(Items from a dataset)
----------

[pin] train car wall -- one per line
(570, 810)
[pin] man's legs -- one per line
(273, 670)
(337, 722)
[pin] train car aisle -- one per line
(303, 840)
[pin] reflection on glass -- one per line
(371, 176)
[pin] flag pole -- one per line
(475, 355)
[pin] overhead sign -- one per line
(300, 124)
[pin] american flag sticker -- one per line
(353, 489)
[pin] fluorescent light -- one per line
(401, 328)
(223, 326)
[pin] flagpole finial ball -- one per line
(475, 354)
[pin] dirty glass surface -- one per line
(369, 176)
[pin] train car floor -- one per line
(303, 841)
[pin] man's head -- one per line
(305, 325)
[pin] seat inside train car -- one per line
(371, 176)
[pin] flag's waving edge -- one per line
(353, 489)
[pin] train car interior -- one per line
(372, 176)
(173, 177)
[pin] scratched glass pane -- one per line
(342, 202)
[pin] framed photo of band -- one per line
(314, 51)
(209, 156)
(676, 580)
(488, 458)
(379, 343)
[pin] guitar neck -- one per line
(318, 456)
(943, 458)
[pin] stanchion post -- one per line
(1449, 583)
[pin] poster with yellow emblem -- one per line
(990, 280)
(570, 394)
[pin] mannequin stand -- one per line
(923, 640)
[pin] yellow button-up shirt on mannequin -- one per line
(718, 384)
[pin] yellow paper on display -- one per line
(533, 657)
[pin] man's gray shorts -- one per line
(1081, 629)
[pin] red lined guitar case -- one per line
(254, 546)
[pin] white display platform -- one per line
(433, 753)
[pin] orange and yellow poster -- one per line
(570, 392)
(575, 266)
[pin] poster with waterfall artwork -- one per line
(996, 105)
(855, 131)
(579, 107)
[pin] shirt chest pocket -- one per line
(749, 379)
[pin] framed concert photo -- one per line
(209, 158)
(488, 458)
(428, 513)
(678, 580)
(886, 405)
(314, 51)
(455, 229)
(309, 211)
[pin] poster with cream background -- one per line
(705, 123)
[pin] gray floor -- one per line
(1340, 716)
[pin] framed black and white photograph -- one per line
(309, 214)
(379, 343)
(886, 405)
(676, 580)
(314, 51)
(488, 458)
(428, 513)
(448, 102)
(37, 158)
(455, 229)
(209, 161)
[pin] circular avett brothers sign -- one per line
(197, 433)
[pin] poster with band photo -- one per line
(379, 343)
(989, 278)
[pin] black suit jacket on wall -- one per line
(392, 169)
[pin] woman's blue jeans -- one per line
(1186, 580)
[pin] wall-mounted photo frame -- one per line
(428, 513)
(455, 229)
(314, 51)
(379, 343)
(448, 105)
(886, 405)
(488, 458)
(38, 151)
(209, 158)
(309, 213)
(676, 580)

----------

Exercise goal -
Copy the records exactly.

Solution -
[pin] train car wall -- one per line
(570, 810)
[pin] man's legs -- one per line
(273, 670)
(337, 722)
[pin] train car aisle -- one per line
(303, 840)
[pin] reflection on glass -- one per line
(371, 176)
[pin] flag pole -- one per line
(475, 355)
[pin] overhead sign -- one per line
(300, 124)
[pin] american flag sticker -- one per line
(353, 489)
[pin] fluorescent light -- one per line
(401, 328)
(223, 326)
[pin] flagpole finial ball -- one per line
(475, 354)
[pin] dirty glass surface -- one per line
(369, 176)
[pin] train car floor -- one per line
(303, 841)
[pin] man's head -- one per line
(305, 325)
[pin] seat inside train car -- one per line
(371, 176)
[pin] flag's waving edge -- one per line
(353, 489)
[pin] train car interior -- one per line
(372, 176)
(173, 177)
[pin] scratched glass pane -- one per line
(342, 202)
[pin] framed photo of band -- one per line
(314, 51)
(209, 156)
(676, 580)
(488, 458)
(379, 343)
[pin] guitar neck -- one per line
(318, 456)
(943, 458)
[pin] stanchion post -- one per line
(1449, 583)
[pin] poster with yellow emblem -- one per line
(990, 280)
(570, 394)
[pin] mannequin stand -- one per line
(923, 640)
[pin] yellow button-up shirt on mannequin -- one per line
(718, 384)
[pin] yellow paper on display -- one per line
(533, 657)
[pin] man's gray shorts -- one per line
(1081, 629)
[pin] red lined guitar case -- one per line
(254, 546)
[pin] white display platform -- one per line
(433, 753)
[pin] orange and yellow poster -- one per line
(570, 392)
(575, 266)
[pin] poster with waterfall artwork -- one per line
(996, 105)
(855, 131)
(579, 107)
[pin] shirt chest pocket -- one per line
(749, 379)
[pin] framed concert photo -- one per line
(209, 158)
(488, 458)
(428, 513)
(678, 580)
(886, 405)
(314, 51)
(455, 229)
(309, 211)
[pin] poster with cream background -- one per line
(705, 123)
[pin] gray floor -- one per line
(1340, 716)
[pin] framed black and white photograph -- one per line
(309, 214)
(379, 343)
(886, 405)
(676, 580)
(314, 51)
(488, 458)
(428, 513)
(448, 102)
(37, 158)
(455, 229)
(209, 161)
[pin] circular avett brothers sign -- one per line
(197, 433)
[pin] poster with band photo -- one per line
(379, 343)
(989, 278)
[pin] black suit jacket on wall -- one per line
(392, 169)
[pin] woman's blue jeans -- one per line
(1186, 580)
[pin] wall-mounted photo frame -- one per line
(428, 513)
(455, 229)
(314, 51)
(379, 343)
(448, 105)
(886, 405)
(488, 458)
(38, 151)
(209, 158)
(309, 213)
(676, 580)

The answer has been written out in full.